=== EXERCISE ===
Copy the listing below line for line, with no changes to any character.

________________________________________

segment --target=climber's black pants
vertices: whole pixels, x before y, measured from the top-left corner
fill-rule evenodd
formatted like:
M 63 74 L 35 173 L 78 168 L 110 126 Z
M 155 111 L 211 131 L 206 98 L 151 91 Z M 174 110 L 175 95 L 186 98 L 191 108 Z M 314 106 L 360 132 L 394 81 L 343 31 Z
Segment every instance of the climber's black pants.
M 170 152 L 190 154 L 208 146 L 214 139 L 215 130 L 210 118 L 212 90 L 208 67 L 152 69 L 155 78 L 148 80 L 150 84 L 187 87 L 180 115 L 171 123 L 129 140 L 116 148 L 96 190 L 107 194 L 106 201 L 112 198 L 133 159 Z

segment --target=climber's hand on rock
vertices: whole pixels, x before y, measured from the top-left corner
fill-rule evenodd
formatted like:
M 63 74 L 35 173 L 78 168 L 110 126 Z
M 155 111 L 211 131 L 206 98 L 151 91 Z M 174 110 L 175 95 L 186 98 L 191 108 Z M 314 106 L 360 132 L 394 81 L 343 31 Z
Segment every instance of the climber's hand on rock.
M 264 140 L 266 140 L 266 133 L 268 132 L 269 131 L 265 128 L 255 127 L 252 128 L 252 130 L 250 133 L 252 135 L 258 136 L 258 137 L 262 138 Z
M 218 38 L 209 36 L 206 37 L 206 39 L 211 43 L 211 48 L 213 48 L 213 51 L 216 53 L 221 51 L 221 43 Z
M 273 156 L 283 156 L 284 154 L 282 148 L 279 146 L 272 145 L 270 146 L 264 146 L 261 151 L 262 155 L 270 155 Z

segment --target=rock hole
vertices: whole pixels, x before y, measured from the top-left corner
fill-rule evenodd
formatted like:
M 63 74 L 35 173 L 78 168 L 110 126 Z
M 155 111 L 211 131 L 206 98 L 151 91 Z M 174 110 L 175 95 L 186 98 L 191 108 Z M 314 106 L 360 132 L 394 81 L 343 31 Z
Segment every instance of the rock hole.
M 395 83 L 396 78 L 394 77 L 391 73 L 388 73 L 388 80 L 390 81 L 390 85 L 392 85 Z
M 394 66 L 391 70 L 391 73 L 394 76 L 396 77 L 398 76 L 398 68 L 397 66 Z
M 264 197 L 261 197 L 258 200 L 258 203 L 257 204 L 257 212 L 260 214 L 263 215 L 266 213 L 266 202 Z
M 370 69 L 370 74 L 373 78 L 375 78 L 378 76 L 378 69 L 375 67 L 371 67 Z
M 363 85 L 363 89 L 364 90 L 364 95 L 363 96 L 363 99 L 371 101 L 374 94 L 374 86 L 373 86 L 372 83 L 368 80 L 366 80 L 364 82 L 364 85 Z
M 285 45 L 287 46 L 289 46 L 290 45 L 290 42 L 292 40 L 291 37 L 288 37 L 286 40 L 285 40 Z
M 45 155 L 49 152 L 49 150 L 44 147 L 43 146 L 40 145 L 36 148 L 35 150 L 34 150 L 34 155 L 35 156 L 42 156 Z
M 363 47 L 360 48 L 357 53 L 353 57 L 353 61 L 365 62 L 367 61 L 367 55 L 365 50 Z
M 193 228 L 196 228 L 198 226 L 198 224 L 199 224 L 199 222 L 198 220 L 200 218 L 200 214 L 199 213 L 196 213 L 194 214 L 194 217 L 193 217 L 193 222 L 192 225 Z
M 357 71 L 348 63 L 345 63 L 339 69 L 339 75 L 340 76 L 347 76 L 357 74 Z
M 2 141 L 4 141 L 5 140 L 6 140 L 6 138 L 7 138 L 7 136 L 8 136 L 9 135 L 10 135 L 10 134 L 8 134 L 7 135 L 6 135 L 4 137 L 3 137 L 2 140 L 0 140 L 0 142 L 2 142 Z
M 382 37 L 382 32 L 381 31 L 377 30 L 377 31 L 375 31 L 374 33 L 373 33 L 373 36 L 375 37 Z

________________________________________

=== WRITTEN SOLUTION ===
segment --target=climber's black pants
vertices: whole pixels, x before y, measured from the top-left corner
fill-rule evenodd
formatted like:
M 63 74 L 35 173 L 78 168 L 110 126 Z
M 155 111 L 211 131 L 206 98 L 151 91 Z M 174 110 L 175 95 L 186 98 L 191 108 Z M 314 106 L 360 132 L 394 81 L 343 31 Z
Segment every instance of the climber's black pants.
M 170 152 L 190 154 L 208 146 L 214 139 L 215 130 L 210 118 L 212 90 L 208 67 L 152 69 L 155 78 L 148 80 L 150 84 L 187 87 L 180 115 L 171 123 L 129 140 L 116 148 L 96 190 L 107 194 L 106 201 L 112 198 L 133 159 Z

segment --target=climber's hand on rock
vertices: whole pixels, x before y, measured from the top-left corner
fill-rule evenodd
formatted like:
M 63 74 L 35 173 L 78 168 L 110 126 Z
M 155 111 L 211 131 L 206 98 L 151 91 Z M 174 110 L 175 95 L 186 98 L 191 108 Z M 314 106 L 360 132 L 394 81 L 343 31 Z
Segment every instance of the climber's hand on rock.
M 264 140 L 266 140 L 266 133 L 268 132 L 269 131 L 265 128 L 255 127 L 252 128 L 252 130 L 250 133 L 252 135 L 258 136 L 258 137 L 262 138 Z
M 218 38 L 209 36 L 206 37 L 206 39 L 211 43 L 211 48 L 213 48 L 213 51 L 216 53 L 221 51 L 221 43 Z
M 273 156 L 283 156 L 284 154 L 282 148 L 279 146 L 272 145 L 270 146 L 264 146 L 261 151 L 262 155 L 270 155 Z

segment --target=rock hole
vertices: whole pixels, x before y, measured from the top-left corner
fill-rule evenodd
formatted like:
M 63 74 L 35 173 L 78 168 L 110 126 Z
M 155 111 L 211 131 L 206 98 L 151 91 Z M 174 110 L 175 95 L 186 98 L 191 108 Z M 314 106 L 360 132 L 394 81 L 343 31 Z
Segment every instance of the rock hole.
M 395 83 L 396 78 L 394 77 L 391 73 L 388 73 L 388 80 L 390 81 L 390 85 L 392 85 Z
M 394 66 L 391 70 L 391 73 L 394 76 L 396 77 L 398 76 L 398 68 L 397 66 Z
M 264 197 L 261 197 L 258 200 L 258 203 L 257 204 L 257 212 L 260 214 L 263 215 L 266 213 L 266 202 Z
M 370 69 L 370 74 L 373 78 L 375 78 L 378 76 L 378 69 L 375 67 L 371 67 Z
M 363 85 L 363 89 L 364 90 L 364 95 L 363 96 L 363 99 L 371 101 L 374 94 L 374 86 L 373 86 L 372 83 L 368 80 L 366 80 L 364 82 L 364 85 Z
M 285 45 L 287 46 L 289 46 L 290 45 L 290 42 L 292 40 L 291 37 L 288 37 L 286 40 L 285 40 Z
M 45 155 L 49 152 L 49 150 L 44 147 L 43 146 L 40 145 L 36 148 L 35 150 L 34 150 L 34 155 L 35 156 L 42 156 Z
M 363 47 L 360 48 L 357 53 L 353 57 L 353 61 L 365 62 L 367 61 L 367 55 L 365 50 Z
M 193 228 L 196 228 L 198 226 L 198 224 L 199 224 L 199 222 L 198 220 L 200 218 L 200 214 L 199 213 L 196 213 L 194 214 L 194 217 L 193 217 L 193 222 L 192 225 Z
M 357 71 L 348 63 L 345 63 L 339 69 L 339 75 L 340 76 L 347 76 L 357 74 Z
M 2 141 L 4 141 L 5 140 L 6 140 L 6 138 L 7 138 L 7 136 L 8 136 L 9 135 L 10 135 L 10 134 L 8 134 L 7 135 L 6 135 L 4 137 L 3 137 L 2 140 L 0 140 L 0 142 L 2 142 Z
M 382 37 L 382 32 L 381 31 L 377 30 L 377 31 L 375 31 L 374 33 L 373 33 L 373 36 L 375 37 Z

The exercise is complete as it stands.